What to produce: Where does the string "every" appear in the records? Copy each line that holds it.

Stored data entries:

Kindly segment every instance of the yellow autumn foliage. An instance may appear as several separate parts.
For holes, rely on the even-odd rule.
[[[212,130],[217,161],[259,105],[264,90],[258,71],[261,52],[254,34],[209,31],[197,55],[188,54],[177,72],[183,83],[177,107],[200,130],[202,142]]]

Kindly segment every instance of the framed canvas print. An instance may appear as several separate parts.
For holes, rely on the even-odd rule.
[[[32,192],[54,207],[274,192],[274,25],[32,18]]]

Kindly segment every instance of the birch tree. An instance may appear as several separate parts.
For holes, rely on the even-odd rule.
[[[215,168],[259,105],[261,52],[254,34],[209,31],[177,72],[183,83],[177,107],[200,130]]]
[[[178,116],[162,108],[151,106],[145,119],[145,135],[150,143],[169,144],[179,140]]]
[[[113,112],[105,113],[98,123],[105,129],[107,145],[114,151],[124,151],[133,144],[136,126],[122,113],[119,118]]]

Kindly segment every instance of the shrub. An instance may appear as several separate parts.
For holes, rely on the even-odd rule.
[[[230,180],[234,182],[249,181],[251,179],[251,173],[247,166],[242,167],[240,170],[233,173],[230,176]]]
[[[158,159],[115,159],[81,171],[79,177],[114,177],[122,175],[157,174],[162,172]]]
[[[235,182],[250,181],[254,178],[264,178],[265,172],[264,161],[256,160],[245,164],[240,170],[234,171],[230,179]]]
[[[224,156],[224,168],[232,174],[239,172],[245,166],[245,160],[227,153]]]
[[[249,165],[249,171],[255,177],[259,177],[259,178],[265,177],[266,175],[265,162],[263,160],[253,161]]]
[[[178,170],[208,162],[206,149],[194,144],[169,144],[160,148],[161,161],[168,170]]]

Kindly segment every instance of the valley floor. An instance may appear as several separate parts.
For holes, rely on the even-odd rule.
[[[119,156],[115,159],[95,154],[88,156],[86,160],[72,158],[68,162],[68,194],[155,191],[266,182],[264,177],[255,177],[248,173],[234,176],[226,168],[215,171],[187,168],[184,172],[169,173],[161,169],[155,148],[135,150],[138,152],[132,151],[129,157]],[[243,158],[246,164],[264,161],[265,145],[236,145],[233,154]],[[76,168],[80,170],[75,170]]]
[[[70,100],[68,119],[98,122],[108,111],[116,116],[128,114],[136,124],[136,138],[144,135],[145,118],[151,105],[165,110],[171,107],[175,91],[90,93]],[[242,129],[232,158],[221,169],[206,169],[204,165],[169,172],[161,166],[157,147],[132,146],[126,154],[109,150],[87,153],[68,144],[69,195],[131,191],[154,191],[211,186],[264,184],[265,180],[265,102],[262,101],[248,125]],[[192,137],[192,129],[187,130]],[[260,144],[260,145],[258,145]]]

Solution below:
Kindly segment every instance of the yellow autumn foliage. An instance may appear as several separate parts.
Kindly segment every instance of the framed canvas print. An instance may appear as several separate parts.
Kindly segment every instance of the birch tree. An instance may appear as several separate parts.
Kindly segment every instance of the shrub. An instance may appear as several separate parts.
Kindly segment every instance of the valley floor. An instance may appear as several separate parts.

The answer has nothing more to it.